--- Selection ---
Exploring your full sexual potential, part 22: When needy becomes nasty

image_pdfClick for pdf, print or save

It is difficult and shameful to acknowledge that you are needy. You do everything you can to gently help other people out. But you remain unseen. Even worse is handling the frustration that this leads to. There is anger and resistance. You are more angry than people realize, you can become nasty and because of this the shame keeps on growing.

Gregor from Poland wrote to me:

I know that there was rage in my life. My wife, Susan, still thinks that is what I am like.  She fears saying something or doing something that lets the green monster of the Hulk out of his container. I think I am no longer that guy … for the most part. But the fear remains in Susan. Sometimes, I wonder: is the green monster part of me truly gone, or have I just learned to repress it, which is what Susan possibly feels.”

What is the tension that Susan senses? Who is this green Hulk? Is he dangerous, and need we fear him? How can we change?

1. The harm of Squaw Camp

Men who struggle with SSA’s have not left the female world, Squaw Camp, at an early age whilst most other young boys aged 2 to 4 did. Although Squaw Camp feels comfortable, it also causes infinite jealousy of male peers and a natural longing for another life, a real male life. At age 11 or 12, the yearning becomes romantic and gets sexualized. This constitutes the mechanism of same-sex attractions; this is the coping mechanism by which you feel good about yourself in spite of dwelling in Squaw Camp.

In that camp of childhood, boys who never left had to become compliant good little boys in order to fit in. But that adjustment goes at a price, namely anger and rage, deep down inside. No wonder Gregor feels there is this Hulk, this green monster, lying dormant. He is aware, but not aware. Shame hides his inner self from view.

In the previous part we saw how we became generous helpers and caretakers in order to be accepted and loved in Squaw Camp. But what if the response does not lead to love and acceptance? What if there is no gratitude? What if we are taken for granted?

We may very well find ourselves becoming resentful and angry at the person we have so generously “helped.” We’ve done something we didn’t want to do, we’ve done something that was not our responsibility to do, we’ve ignored our own needs and wants, and we get angry about it.

We receive no admiration for our help, not enough appreciation for the sacrifice we have made. The victim isn’t behaving the way he or she should. This person is not even taking our advice, which we offered so readily.

In her book on codependency, Melody Beattie writes:

This person is not letting us fix that feeling. Something doesn’t work right or feel right, so we rip off our halos and pull out our pitchforks.”

2. The Pitchfork

Talking of pitchforks, in a famous American painting ‘American Gothic’ by Grant Wood in 1930, we see two very law-abiding looking rural people, posing ever so saintly. But the man has already pulled out the pitchfork. Do you think he is heavily codependent too? (kidding).

--- Input rows ---
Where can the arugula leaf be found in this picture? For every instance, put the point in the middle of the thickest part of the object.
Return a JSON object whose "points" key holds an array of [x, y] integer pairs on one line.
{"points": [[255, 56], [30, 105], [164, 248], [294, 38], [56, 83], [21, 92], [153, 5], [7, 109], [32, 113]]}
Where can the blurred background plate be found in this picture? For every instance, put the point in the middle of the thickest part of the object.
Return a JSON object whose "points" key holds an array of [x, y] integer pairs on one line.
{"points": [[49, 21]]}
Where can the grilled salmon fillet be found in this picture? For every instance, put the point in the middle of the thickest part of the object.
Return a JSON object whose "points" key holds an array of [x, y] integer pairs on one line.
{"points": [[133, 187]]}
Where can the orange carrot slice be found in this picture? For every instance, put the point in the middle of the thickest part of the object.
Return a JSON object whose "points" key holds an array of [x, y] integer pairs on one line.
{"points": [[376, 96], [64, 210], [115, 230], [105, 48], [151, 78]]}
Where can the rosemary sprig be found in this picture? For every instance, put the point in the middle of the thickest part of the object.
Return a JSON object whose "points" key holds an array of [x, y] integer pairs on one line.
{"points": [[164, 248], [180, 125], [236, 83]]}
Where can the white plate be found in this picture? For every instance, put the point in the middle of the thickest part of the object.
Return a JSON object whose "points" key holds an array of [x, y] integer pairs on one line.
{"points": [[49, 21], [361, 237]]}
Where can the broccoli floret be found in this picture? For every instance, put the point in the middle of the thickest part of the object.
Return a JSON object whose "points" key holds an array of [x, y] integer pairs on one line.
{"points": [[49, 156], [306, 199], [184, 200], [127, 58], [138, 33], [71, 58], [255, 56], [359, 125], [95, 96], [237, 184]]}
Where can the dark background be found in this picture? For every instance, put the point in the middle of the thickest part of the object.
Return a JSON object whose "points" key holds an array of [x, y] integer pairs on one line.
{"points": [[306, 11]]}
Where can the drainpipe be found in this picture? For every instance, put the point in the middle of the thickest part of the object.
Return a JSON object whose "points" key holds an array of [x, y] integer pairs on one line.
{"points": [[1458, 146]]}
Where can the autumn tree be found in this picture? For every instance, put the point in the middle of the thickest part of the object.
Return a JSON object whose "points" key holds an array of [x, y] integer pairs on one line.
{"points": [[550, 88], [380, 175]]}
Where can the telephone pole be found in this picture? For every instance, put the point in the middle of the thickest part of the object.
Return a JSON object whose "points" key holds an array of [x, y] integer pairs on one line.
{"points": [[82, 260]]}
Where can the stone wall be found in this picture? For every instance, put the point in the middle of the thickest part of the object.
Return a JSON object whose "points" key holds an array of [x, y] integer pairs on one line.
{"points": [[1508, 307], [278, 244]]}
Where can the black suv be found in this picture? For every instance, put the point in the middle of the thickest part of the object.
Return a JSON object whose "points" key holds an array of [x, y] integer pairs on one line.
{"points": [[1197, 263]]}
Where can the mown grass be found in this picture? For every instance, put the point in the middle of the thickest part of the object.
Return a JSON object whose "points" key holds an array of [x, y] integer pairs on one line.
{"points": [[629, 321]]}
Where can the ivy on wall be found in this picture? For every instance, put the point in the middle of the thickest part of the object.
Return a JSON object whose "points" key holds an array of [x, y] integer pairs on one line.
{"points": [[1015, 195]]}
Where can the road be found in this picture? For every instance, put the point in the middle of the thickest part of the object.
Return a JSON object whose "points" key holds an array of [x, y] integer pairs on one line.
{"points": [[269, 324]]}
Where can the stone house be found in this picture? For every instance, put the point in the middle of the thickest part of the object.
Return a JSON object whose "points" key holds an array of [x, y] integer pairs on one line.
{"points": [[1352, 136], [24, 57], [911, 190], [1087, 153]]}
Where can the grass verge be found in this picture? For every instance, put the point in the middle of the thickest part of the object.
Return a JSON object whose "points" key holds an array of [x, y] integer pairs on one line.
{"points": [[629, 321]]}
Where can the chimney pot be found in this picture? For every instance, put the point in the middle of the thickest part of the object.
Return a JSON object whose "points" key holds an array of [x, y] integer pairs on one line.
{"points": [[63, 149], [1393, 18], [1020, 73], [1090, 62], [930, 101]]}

--- Challenge 1 ---
Set out as a numbered list the lines of the listing starting at the line that contains "Where can the grass" and ending at the last line of the listing, leaving out blank lines.
--- Challenge 2 ---
Carry on the article about neediness turning into anger from the point at which it stops.

--- Task answer 1 ---
1. Where can the grass verge be found in this picture? For every instance, put the point in the middle of the thickest part of the object.
2. Return a JSON object whose "points" key holds an array of [x, y] integer pairs on one line.
3. {"points": [[629, 321]]}
4. Where can the chimney pot be found in this picture? For every instance, put the point in the middle of the thickest part of the object.
5. Return a JSON object whose "points" key holds an array of [x, y] integer pairs on one line.
6. {"points": [[63, 149], [1393, 18], [1020, 73], [1090, 62], [930, 101]]}

--- Task answer 2 ---
It was actually the painter’s dentist. We can imagine how this man in the painting is feeling very disappointed about how his kind behavior over the years has not been valued at all. His wife standing next to him, looks concerned about his reaction. What a big pitchfork, and what a suppressed anger in his face!

There is no denying any more! Susan was right: there is a green monster inside.

To a large extent, we all can be Gregor at some time in our life. By being taken for granted by the people who we try to rescue and save, we feel disappointment, if not to say anger and dismay. Sometimes we do our best to hide it. But sometimes we let loose our fire and fury.

Susan was afraid, and still is afraid of the rage lurking inside her husband. After all, she probably had experienced it at some point. And truth is, we show our fierceness particularly with family members. Something about family tends to bring out the real us.

Whether we show, hide, or partially hide our agitation and resentment, we are aware of something going on.

More often than not, the people we rescue sense our shift in mood. And then a weird interaction occurs which adds to the negative feelings of the rescuer.

The persons who we view as incapable victims, respond to our anger. Usually it is a response to our taking responsibility for that person, which directly or indirectly tells him or her how incapable we believe he or she is. People resent being told or shown they are incompetent, no matter how loudly they plead incompetency. And they resent us for adding insult to injury by becoming angry with them after we point out their incompetency. It can lead to a major explosion. We can, and many of us do, rescue on a daily basis.

3. Daily fatigue

Matthew from Ohio wrote about our previous article on ‘Being Needy’:

Hugely insightful article. Brings a lot of insight into daily causes of emotional strain and fatigue.”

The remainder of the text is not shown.